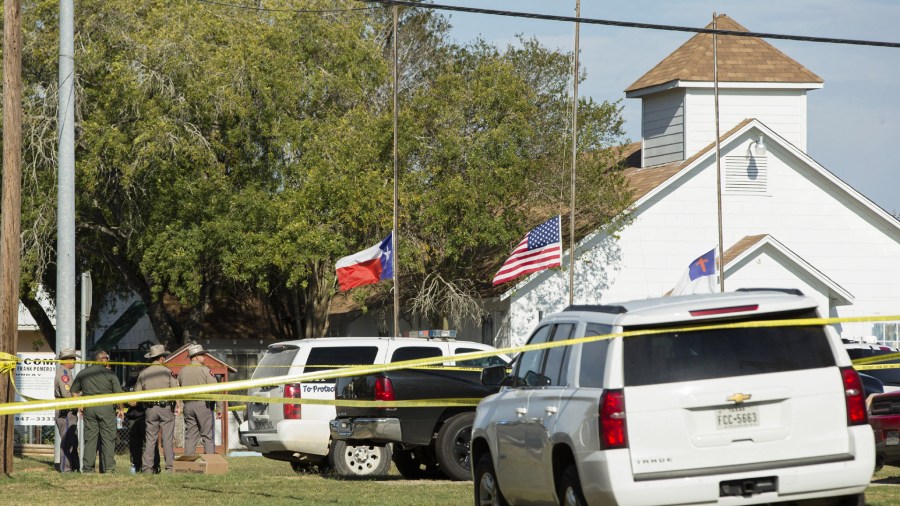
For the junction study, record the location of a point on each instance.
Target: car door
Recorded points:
(510, 425)
(542, 415)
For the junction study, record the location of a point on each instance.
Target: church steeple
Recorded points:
(756, 80)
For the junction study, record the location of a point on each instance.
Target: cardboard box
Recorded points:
(201, 464)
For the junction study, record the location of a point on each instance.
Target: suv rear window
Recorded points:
(330, 356)
(708, 354)
(275, 362)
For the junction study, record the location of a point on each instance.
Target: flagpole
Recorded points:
(721, 252)
(394, 234)
(574, 157)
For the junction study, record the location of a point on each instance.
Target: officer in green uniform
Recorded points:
(159, 415)
(198, 417)
(66, 419)
(99, 421)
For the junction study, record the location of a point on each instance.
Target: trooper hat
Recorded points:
(67, 353)
(195, 349)
(156, 350)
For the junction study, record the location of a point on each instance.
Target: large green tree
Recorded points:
(231, 153)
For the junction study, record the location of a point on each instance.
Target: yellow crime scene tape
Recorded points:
(214, 392)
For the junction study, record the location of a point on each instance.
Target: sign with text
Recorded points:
(34, 379)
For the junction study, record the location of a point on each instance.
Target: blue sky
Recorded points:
(853, 120)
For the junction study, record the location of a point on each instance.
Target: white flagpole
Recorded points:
(720, 253)
(574, 158)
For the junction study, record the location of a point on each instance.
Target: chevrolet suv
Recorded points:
(682, 414)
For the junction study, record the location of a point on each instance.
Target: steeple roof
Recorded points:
(740, 59)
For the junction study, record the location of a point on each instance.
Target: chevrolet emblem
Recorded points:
(739, 398)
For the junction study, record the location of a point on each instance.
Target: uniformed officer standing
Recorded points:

+-------+

» **PROBLEM DESCRIPTION**:
Repeat the records above exactly, leaving out any pictures they contain.

» **EXPECTED ANSWER**:
For the junction study, record the location of a point on each instance.
Target: car door
Recorded points:
(510, 425)
(542, 415)
For the junction study, record the location of a point on each instance.
Target: church steeple
Recorded points:
(756, 80)
For the junction study, record the location of a point on each instance.
Target: cardboard box
Recorded points:
(201, 464)
For the junction study, record the location of a point on each instance.
Target: suv rear window
Recorded points:
(330, 356)
(708, 354)
(275, 362)
For the junction study, record the location of a point on each instance.
Target: flagpole
Recorded points:
(721, 252)
(394, 234)
(574, 157)
For the junction study, record the location of a point on each instance.
Target: officer in green uniform
Recorded points:
(159, 415)
(198, 417)
(66, 419)
(99, 421)
For the junction study, record the location of a point on each instance.
Target: trooper hat
Recorded points:
(67, 353)
(195, 349)
(156, 350)
For the junction study, record the location of a point on each instance.
Target: large green tree
Recorded points:
(231, 153)
For the junction study, record the location of a point on each instance.
Target: yellow crime scene tape
Recorded points:
(214, 392)
For the junction study, record the location of a point on each instance.
Target: sign with text
Recorded points:
(34, 379)
For the junction study, record the location of a point on each instance.
Target: blue sky
Recorded points:
(853, 120)
For the junction study, record the location of a point on each instance.
Target: white flagpole
Recorded points:
(720, 253)
(574, 158)
For the junction study, record the location of a point on each instance.
Target: chevrolet suv
Recorded points:
(682, 414)
For the junction study, record the location of a point on each instance.
Target: steeple roof
Recorded points:
(740, 59)
For the junction study, record the location of a point on each instance.
Target: chevrolet emblem
Recorded points:
(739, 398)
For the junction study, record the location of a point on each instance.
Target: uniformed officer standing
Recorded points:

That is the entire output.